The tasks:
#1 Reproduce everything from "The Bush administration" down to "such treaty obligations." in the passage on the Medellin case below.
#2 In the passage on the Medellin case below, which justices dissented?

Reading passage:
Medellin’s attorneys appealed to the Supreme Court and said a Texas court ruling that Bush had overstepped his powers and put the United States in violation of its undisputed treaty obligations.
The Bush administration supported Medellin and said the president must have the authority to ensure that the United States adheres to such treaty obligations.
The Mexican government also has weighed in on behalf of Medellin, who has been on death row since 1994.
Texas officials acknowledged Medellin was never told he could talk to Mexican officials. But they argued that claim cannot be made now because he never properly raised it previously. Even if his treaty rights had been violated, it would not have made any difference in the outcome, they said.
Roberts rejected the administration’s argument that Bush has the authority to establish binding rules affecting court decisions that preempt contrary state law.
He said the memo — a directive issued to state courts that would compel the reopening of final criminal judgments and set aside state laws — is not supported by Bush’s foreign affairs authority to resolve claims disputes.
Roberts, who was appointed by Bush, was joined by Justices Antonin Scalia, Anthony Kennedy, Clarence Thomas and Samuel Alito, Bush’s other appointee on the court. Justice John Paul Stevens concurred in the judgment.
Justices Stephen Breyer, David Souter and Ruth Bader Ginsburg dissented.

Data extract:
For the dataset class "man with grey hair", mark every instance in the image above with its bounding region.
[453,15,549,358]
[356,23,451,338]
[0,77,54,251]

Answers below:
#1
The Bush administration supported Medellin and said the president must have the authority to ensure that the United States adheres to such treaty obligations.

#2 Justices Stephen Breyer, David Souter and Ruth Bader Ginsburg dissented.